• Instructions for the task: List every line of the records below that contains the word "countertop", copying each line in full.

------ Data extract

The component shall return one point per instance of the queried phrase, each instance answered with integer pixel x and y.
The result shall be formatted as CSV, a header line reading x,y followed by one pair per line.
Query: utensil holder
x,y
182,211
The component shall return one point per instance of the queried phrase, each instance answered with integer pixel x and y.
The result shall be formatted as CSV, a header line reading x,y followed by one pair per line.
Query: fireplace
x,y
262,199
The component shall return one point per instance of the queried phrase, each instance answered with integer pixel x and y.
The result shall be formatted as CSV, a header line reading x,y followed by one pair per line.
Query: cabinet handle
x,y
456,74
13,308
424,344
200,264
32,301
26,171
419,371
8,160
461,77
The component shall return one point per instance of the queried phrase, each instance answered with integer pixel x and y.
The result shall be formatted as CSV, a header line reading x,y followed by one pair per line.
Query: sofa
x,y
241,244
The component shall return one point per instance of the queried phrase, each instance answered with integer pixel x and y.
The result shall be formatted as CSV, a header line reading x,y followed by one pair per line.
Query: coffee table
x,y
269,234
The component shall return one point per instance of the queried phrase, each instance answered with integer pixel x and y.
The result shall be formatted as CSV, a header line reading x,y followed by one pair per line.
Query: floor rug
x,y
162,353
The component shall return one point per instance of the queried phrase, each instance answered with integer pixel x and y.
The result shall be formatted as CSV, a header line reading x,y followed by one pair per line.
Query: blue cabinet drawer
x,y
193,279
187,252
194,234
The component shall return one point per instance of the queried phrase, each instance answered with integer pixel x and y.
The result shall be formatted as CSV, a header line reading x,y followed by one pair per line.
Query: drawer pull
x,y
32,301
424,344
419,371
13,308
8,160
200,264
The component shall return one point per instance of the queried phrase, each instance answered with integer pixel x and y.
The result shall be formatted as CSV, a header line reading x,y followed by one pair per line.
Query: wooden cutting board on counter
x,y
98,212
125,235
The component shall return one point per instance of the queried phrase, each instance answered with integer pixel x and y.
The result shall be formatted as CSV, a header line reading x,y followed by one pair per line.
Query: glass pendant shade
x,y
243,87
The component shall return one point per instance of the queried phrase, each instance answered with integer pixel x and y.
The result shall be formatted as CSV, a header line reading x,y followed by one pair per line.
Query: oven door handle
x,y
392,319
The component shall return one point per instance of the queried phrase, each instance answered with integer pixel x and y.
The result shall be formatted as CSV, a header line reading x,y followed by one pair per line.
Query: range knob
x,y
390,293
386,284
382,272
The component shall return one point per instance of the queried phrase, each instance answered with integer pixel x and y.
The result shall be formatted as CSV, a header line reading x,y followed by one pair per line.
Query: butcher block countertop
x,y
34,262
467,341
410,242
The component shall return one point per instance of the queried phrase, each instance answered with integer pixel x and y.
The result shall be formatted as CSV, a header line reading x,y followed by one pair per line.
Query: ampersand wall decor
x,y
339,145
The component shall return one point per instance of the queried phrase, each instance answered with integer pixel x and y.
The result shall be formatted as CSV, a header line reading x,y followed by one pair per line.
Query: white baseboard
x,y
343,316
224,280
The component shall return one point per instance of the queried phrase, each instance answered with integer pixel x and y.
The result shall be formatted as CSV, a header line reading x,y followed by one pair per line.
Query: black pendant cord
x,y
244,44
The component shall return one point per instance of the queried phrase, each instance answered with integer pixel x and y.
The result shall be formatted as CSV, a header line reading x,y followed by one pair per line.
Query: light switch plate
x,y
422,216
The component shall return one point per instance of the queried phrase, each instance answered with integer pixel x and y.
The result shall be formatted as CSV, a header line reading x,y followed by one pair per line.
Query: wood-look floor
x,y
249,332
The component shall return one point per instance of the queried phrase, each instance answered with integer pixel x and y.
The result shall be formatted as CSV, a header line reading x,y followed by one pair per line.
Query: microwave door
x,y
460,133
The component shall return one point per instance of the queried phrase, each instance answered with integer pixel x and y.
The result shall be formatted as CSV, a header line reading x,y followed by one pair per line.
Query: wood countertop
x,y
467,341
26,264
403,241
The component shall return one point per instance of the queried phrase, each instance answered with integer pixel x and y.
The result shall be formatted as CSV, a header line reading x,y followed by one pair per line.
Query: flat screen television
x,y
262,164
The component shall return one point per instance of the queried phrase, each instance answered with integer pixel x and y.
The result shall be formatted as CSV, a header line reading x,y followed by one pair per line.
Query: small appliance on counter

------------

• Result of this exercise:
Query: butcher block countertop
Query: wood countertop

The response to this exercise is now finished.